• **Written task**:
Write out every one of the lines below, reproducing each one character for character.

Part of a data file
* * * *
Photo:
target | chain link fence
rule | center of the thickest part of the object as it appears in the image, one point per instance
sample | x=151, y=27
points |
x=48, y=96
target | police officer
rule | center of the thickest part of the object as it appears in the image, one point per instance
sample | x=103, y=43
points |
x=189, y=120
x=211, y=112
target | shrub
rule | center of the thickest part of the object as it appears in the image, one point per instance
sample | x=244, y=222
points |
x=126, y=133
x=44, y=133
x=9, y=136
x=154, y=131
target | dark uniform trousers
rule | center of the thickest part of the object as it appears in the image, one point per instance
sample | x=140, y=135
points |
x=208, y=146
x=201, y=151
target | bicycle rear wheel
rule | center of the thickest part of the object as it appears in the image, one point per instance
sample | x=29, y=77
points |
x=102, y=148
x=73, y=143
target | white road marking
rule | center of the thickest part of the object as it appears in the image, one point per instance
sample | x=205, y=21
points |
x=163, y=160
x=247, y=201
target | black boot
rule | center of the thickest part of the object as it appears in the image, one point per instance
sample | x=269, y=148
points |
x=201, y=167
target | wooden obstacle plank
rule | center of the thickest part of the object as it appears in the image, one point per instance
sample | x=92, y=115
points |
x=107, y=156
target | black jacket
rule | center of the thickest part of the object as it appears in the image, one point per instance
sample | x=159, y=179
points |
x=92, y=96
* * * *
• **Output of the task**:
Photo:
target | chain link fence
rule | center of the thickest part of the object as it appears in the image, one point per instance
sample | x=151, y=27
points |
x=48, y=96
target | police officer
rule | center of the thickest part of the object as it appears in the image, one point per instance
sample | x=103, y=43
points |
x=189, y=120
x=211, y=112
target | shrub
rule | center of the thickest part of the object as it appears in the image, one point per instance
sample | x=244, y=222
points |
x=126, y=133
x=44, y=133
x=9, y=136
x=154, y=131
target | dark uniform trousers
rule | center of the thickest part of the object as it appears in the image, one point per instance
sample | x=140, y=135
points |
x=208, y=146
x=201, y=151
target | bicycle rear wheel
rule | center of the thickest part of the object as it appears in the image, one point per instance
sample | x=29, y=77
points |
x=102, y=148
x=73, y=143
target | white road marking
rule | center of the thickest part of the object as it appears in the image, one point per instance
sample | x=205, y=21
points |
x=163, y=160
x=247, y=201
target | black boot
rule | center of the thickest part of the object as it appears in the image, one point per instance
sample | x=269, y=148
points |
x=201, y=167
target | wooden obstacle plank
rule | center of the thickest part of the object as it appears in the image, one point per instance
sample | x=92, y=115
points |
x=107, y=156
target | black jacket
rule | center of the thickest part of the object as it appears in the image, one point per instance
sample | x=159, y=179
points |
x=92, y=96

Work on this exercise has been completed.